WHAT TO DO
1. Write out, word for word, the part of the article on the President's Challenge finalists that starts at "Top problem solvers" and ends after "at the i-lab.".
2. Pick up the article on the President's Challenge finalists after its final sentence and continue writing it.
:: PASSAGE SHOWN ::
Top problem solvers
Finalists in President’s Challenge share their ideas
This week at the Harvard Innovation Lab (i-lab) 10 teams of students from across Harvard demonstrated their projects as finalists in the President’s Challenge for social entrepreneurship. The winner and up to three runners-up selected later this month will take shares of the $100,000 purse and continue their residencies at the i-lab.
President Drew Faust said that she was struck by the values at the root of the finalist projects. “When we opened the i-lab and launched the President’s Challenge last year, we did so with the hope of attracting individuals with a shared passion for applying knowledge to improve the world,” she said. Faust added that many of the finalist teams connected students from Schools across the University, supporting the theme of “One Harvard.”
Patrick Ho, J.D. ’12, co-founder of Vaxess Technologies, which won the inaugural President’s Challenge in 2012, explained how winning the award transformed the Cambridge-based startup company. The most important asset in the face of entrepreneurial uncertainty wasn’t information or stability, but “confidence — overwhelming confidence in the face of the unknown,” he said.
:::
:: GIVEN ENTRIES ::
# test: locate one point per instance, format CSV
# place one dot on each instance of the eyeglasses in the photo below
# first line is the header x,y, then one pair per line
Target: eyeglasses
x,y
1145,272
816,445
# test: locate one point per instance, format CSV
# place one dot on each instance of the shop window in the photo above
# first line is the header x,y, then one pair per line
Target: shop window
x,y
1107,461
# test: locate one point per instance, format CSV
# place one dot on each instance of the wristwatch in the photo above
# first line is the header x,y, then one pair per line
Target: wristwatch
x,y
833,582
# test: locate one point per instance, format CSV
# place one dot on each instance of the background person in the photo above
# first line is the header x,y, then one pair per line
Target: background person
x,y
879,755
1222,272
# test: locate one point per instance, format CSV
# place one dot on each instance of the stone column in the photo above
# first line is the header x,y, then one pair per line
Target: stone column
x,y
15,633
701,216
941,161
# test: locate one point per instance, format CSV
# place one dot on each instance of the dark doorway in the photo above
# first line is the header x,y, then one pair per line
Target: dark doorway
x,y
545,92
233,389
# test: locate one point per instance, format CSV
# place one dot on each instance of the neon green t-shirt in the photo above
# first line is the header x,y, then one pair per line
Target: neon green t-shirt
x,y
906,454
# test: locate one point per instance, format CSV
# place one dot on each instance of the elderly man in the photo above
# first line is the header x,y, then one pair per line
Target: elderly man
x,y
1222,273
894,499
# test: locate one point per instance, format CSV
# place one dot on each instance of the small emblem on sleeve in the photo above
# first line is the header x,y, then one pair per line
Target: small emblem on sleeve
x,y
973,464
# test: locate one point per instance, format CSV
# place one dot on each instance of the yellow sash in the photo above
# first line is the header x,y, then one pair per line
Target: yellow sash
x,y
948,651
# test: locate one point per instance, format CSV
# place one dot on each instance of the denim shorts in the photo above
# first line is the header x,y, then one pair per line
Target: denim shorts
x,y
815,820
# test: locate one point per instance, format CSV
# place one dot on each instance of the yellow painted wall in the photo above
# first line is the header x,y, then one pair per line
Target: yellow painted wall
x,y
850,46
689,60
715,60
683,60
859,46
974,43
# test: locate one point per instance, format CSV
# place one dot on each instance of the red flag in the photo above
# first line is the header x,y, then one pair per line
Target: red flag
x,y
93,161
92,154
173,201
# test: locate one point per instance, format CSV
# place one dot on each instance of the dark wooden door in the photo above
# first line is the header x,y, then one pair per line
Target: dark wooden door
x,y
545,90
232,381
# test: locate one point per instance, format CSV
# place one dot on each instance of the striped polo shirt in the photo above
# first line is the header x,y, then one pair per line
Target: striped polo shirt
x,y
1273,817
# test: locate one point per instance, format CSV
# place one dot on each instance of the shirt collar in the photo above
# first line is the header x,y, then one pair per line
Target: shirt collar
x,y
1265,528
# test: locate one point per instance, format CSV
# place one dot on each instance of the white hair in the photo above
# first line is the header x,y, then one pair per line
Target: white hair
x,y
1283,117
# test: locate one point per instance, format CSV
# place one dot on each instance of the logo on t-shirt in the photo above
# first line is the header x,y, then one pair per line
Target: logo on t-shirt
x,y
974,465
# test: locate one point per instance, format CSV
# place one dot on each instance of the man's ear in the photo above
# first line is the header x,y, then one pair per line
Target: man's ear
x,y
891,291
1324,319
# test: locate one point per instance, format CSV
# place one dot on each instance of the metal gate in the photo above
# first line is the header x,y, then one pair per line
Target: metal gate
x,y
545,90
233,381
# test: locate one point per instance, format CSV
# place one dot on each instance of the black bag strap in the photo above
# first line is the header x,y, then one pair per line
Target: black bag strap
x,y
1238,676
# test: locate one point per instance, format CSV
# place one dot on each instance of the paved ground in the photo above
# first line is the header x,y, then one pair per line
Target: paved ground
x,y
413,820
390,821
:::
RESULTS BY TASK
1.
Top problem solvers
Finalists in President’s Challenge share their ideas
This week at the Harvard Innovation Lab (i-lab) 10 teams of students from across Harvard demonstrated their projects as finalists in the President’s Challenge for social entrepreneurship. The winner and up to three runners-up selected later this month will take shares of the $100,000 purse and continue their residencies at the i-lab.

2.
“We certainly would not still be here if not for the support provided by President Faust and Harvard University — and given the ambition of your ideas, I can say without exaggeration that it is a benefit not only to the University, but also to the world, that you are now also about to set out on this path thanks to the President’s Challenge,” he said.
Finalist teams demonstrated innovative solutions to global problems — some of which have already been set in motion. Nucleik — led by Scott Crouch ’13, Florian Mayr ’13, and Matthew Polega ’13 — created information management software to help law enforcement agencies analyze gang activity. Police in Springfield have been using the tool since last August.
Crouch said that the outdated software systems used by police — “like something out of the ’70s and ’80s” — inspired the team to bring law enforcement analysis into the digital age. Nucleik restructures the way data is entered and used, giving officers faster access to complex information and relationships.
“The police love it,” Crouch said. “There have been instances when they’ve been able to learn new information about gang members from the analysis, and stop a shooting before it happens. It’s not predictive policing; it’s science.”
Crouch said that the support provided to each of the 10 finalist teams, including a $5,000 grant, dedicated space in the i-lab, and guidance from an expert mentor on how to develop the projects, was “phenomenal.”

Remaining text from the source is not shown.